▶ [Action item]:
The records, repeated exactly and in full, are the expected answer.

▼

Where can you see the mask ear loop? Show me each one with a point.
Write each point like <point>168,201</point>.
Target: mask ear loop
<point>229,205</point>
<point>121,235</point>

▲

▶ [Written response]:
Where can you see the mask ear loop? Show me each one with a point.
Write each point like <point>168,201</point>.
Target: mask ear loop
<point>229,205</point>
<point>121,235</point>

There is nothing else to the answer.